** START OF Stored data **

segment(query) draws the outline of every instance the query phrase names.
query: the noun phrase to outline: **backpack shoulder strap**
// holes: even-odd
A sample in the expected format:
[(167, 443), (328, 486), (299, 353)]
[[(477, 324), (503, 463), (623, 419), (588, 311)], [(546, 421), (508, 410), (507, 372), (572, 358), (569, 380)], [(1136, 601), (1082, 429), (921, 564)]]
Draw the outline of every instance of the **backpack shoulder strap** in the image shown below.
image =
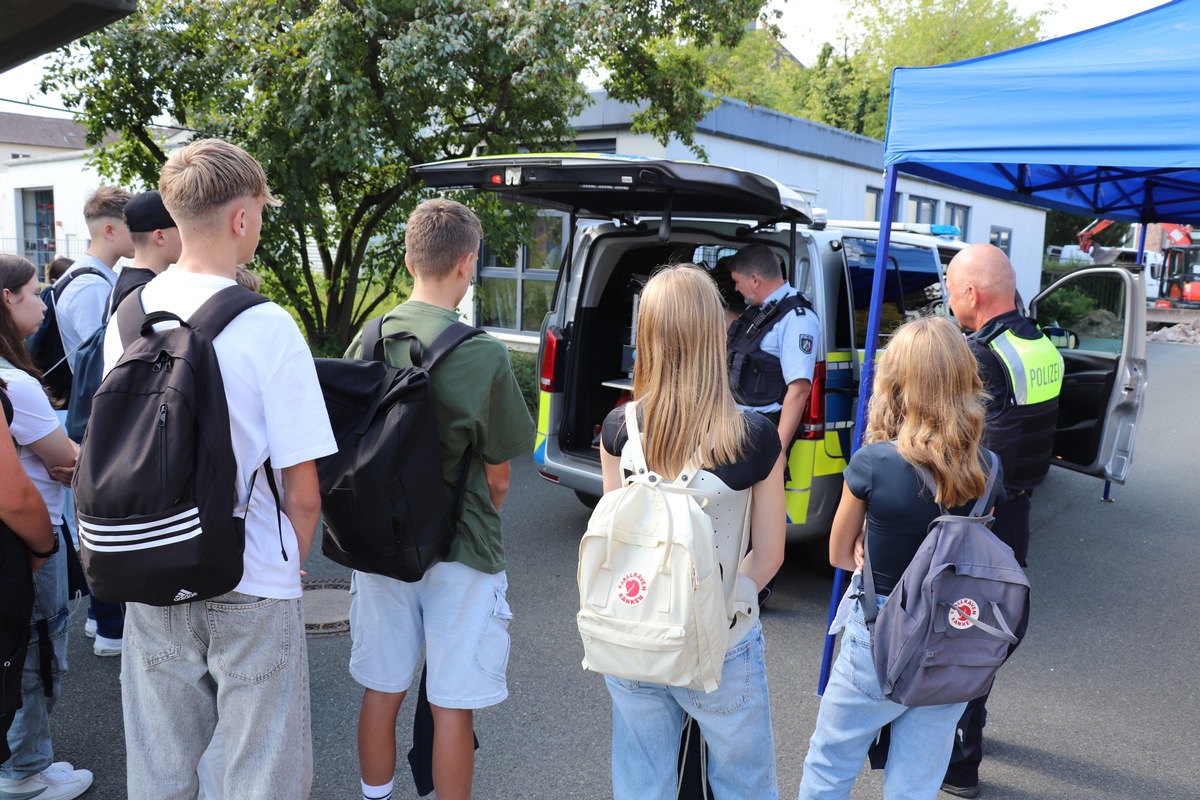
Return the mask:
[(635, 471), (646, 471), (646, 451), (642, 450), (642, 433), (637, 429), (637, 401), (625, 403), (625, 446), (622, 457), (629, 456)]
[(988, 483), (983, 487), (983, 494), (976, 500), (976, 504), (971, 507), (972, 517), (983, 517), (988, 513), (988, 498), (991, 497), (991, 489), (996, 486), (996, 473), (1000, 465), (1000, 459), (996, 458), (996, 453), (988, 451)]
[(383, 317), (367, 320), (362, 326), (362, 349), (359, 351), (359, 357), (364, 361), (373, 360), (374, 347), (380, 338), (383, 338)]
[(121, 335), (121, 348), (128, 349), (142, 335), (142, 320), (145, 318), (145, 308), (142, 307), (142, 289), (138, 287), (126, 300), (116, 307), (116, 330)]
[[(139, 290), (140, 299), (140, 290)], [(232, 323), (241, 312), (254, 306), (268, 302), (263, 295), (251, 291), (245, 287), (232, 285), (221, 289), (215, 295), (204, 301), (196, 313), (187, 320), (188, 327), (200, 331), (210, 339), (215, 339), (226, 325)], [(118, 315), (125, 309), (122, 302), (118, 308)]]
[[(425, 348), (420, 363), (426, 369), (432, 369), (433, 365), (440, 361), (450, 350), (455, 349), (467, 339), (479, 336), (484, 331), (466, 323), (451, 323), (444, 331), (437, 335), (430, 345)], [(416, 363), (416, 360), (413, 361)]]
[(96, 275), (104, 278), (106, 282), (108, 281), (104, 273), (97, 270), (95, 266), (80, 266), (78, 270), (72, 270), (70, 273), (55, 281), (54, 285), (50, 287), (50, 296), (53, 296), (54, 300), (58, 301), (58, 299), (62, 296), (62, 293), (67, 290), (67, 284), (70, 284), (80, 275)]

** END OF Stored data **

_Given problem_:
Repeat the entries above with "backpack shoulder strap" swapped for "bag strap" everywhere and nothing else altered. Leave the pictures out.

_Task result_:
segment(query) draws the outline of every instance the query phrase names.
query: the noun phrase to outline: **bag strap**
// holes: even-odd
A sample in the expected format:
[(167, 443), (328, 486), (299, 353)]
[[(477, 324), (503, 463), (623, 419), (588, 311)], [(546, 421), (508, 410), (507, 372), (572, 358), (569, 380)], [(1136, 601), (1082, 429), (921, 564)]]
Draw the outline of every instance of the **bag strap** in the image shown below.
image =
Return the mask:
[(635, 471), (646, 471), (646, 451), (642, 450), (642, 433), (637, 429), (637, 401), (625, 403), (625, 446), (622, 457), (629, 456)]
[(988, 483), (983, 487), (983, 494), (976, 500), (976, 504), (971, 507), (972, 517), (983, 517), (988, 513), (988, 498), (991, 497), (991, 489), (996, 486), (996, 473), (1000, 465), (1000, 459), (996, 458), (996, 453), (988, 451)]
[(383, 317), (367, 320), (362, 326), (362, 349), (359, 351), (359, 357), (364, 361), (373, 360), (374, 347), (380, 338), (383, 338)]
[(121, 335), (121, 348), (128, 349), (142, 335), (142, 320), (145, 318), (145, 308), (142, 307), (142, 289), (138, 287), (126, 300), (116, 307), (116, 330)]
[[(139, 290), (140, 299), (140, 290)], [(232, 323), (241, 312), (254, 306), (268, 302), (263, 295), (251, 291), (245, 287), (232, 285), (221, 289), (215, 295), (204, 301), (196, 313), (187, 320), (188, 327), (200, 331), (210, 339), (215, 339), (226, 325)], [(118, 315), (125, 309), (122, 302), (118, 308)]]
[[(425, 348), (420, 363), (426, 369), (432, 369), (433, 365), (440, 361), (450, 350), (455, 349), (467, 339), (479, 336), (484, 331), (466, 323), (451, 323), (444, 331), (437, 335), (430, 345)], [(416, 363), (416, 360), (413, 361)]]
[(96, 275), (104, 278), (106, 282), (108, 281), (104, 273), (97, 270), (95, 266), (80, 266), (78, 270), (72, 270), (70, 273), (55, 281), (54, 285), (50, 287), (50, 296), (53, 296), (54, 300), (58, 301), (58, 299), (62, 296), (62, 293), (67, 290), (67, 284), (70, 284), (80, 275)]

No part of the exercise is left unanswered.